Source document:
#####
Reaction to his Facebook post varied.
"Great move," wrote the Center for Justice's Rick Eichstaedt.
"We knew it was coming eventually," the 8th Man Facebook page posted. "Stuckart wants to punish gun owners in the city of Spokane with more taxes."
Herrera says that her support depends on the fine print, for how the proposal is worded and where it directs the funds.
The proposal, however, isn't a new idea. Seattle passed a similar ordinance in 2015 — intending to put the revenue toward gun research at Harborview Medical Center — and ended up getting sued by the National Rifle Association because of it.
While the NRA argued that the tax violated a state law preventing local gun regulations, the Supreme Court overwhelmingly ruled last year that it didn't — the tax was a fee, not a regulation.
Tim Burgess, former Seattle councilman and (briefly) the former mayor of Seattle, says the proposal came out of an effort in Seattle to try to answer very basic questions about gun
Former Seattle Councilman Tim Burgess
"We were meeting and talking to police and community folks," Burgess says. "We realized we had very little research information about what happens to victims of gun violence."
As the city and the University of Washington began researching common traits victims of gun violence who came to the hospital, they realized that past victims of gun violence were far more likely to become victims of gun violence in the future.
In the 1990s, Burgess says, the Harborview Medical Center successfully cut reoccurrences of alcohol-related injuries by more than half by giving them short counseling sessions before they were released from the hospital.
"Let’s do the same thing with gunshot victims and see if we can have the same impacts," Burgess says. "How do we pay for that? Let's tax guns."
But was it effective?
"Yes," Burgess says. "It is raising money that covers the city’s contribution to the Harborview intervention [program.]"
It did not, however, raise as much money as the city hoped it would. According to the Seattle Times, the city expected to raise $300,000 to $500,000 a year. In its first year, it raised less than $200,000.
And gun violence didn't drop in Seattle last year either. Gun violence rose slightly in 2017. In King County, 54 of 75 homicide victims in 2017 died from gunshots — and 11 died from officer-involved shootings.
But Burgess says the goal wasn't necessarily to reduce the number of guns. The goal was to raise money for research into gun violence.
"Our focus was, let's begin to treat this as a public health crisis and do the research," Burgess says. Whether the interventions — which includes a case manager who works with the gunshot victim for a year — helps prevent shootings in the long term remain to be seen.
For now, it has seemed to impact the gun-selling business though. Outdoor Emporium, which sells about 80 percent of the guns in Seattle, threatened to move outside the city limits, noting the tax has cost them more than $2 million in its first year. (So far the company appears to have stayed put.)
In last year's Seattle City Council elections, two candidates suggested looking at doubling the city's gun tax — to $50 a purchase — in order to raise more revenue.
Burgess supports Stuckart's proposal — which would spend the money on mental health and suicide prevention. He notes that firearm injuries and death by suicide attempts are far more common than criminal assaults with firearms, and that suicide rates are higher in Eastern Washington.
"It sounds like Ben’s doing it well," Burgess says.
But ultimately, because of laws limiting local gun regulations in the state of Washington, cities' hands are largely tied. Burgess and Stuckart have been frustrated with the lack of state and national action on gun regulations.
"It’s just very frustrating to people that really, simple common sense measures cannot seem to get past the legislature or Congress," Burgess says.
#####
Source data:
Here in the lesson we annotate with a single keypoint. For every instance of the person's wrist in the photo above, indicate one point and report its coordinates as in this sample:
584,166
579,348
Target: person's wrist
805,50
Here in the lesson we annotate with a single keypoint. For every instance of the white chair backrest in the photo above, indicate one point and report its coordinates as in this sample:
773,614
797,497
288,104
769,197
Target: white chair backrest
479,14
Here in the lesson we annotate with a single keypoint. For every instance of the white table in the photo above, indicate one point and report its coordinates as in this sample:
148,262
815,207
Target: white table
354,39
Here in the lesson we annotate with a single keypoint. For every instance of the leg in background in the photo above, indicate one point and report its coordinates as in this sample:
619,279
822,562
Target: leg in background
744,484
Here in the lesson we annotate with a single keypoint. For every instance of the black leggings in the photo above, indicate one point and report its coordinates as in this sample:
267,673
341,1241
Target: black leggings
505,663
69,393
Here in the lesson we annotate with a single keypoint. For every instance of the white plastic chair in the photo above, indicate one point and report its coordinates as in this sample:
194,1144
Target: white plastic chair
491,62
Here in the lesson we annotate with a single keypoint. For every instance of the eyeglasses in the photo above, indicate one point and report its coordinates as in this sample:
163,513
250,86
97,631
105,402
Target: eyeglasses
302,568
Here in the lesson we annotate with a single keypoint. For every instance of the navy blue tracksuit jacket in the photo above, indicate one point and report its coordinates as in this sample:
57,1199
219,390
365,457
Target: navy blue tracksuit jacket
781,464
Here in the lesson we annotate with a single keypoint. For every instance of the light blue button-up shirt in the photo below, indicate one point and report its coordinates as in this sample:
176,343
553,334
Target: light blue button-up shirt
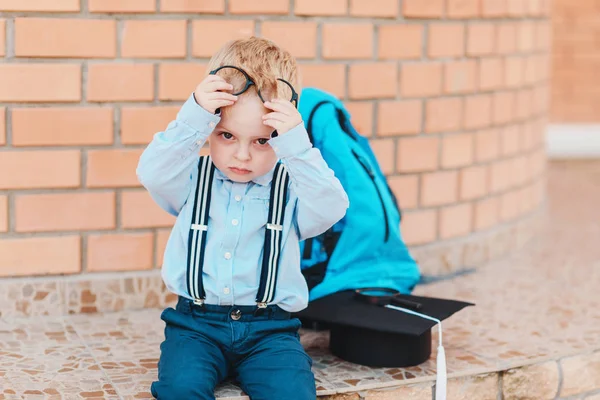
#####
What you should do: In the gun tax article, copy everything from "The proposal, however, isn't" down to "because of it." word for word. Nothing in the lines matters here.

Written solution:
The proposal, however, isn't a new idea. Seattle passed a similar ordinance in 2015 — intending to put the revenue toward gun research at Harborview Medical Center — and ended up getting sued by the National Rifle Association because of it.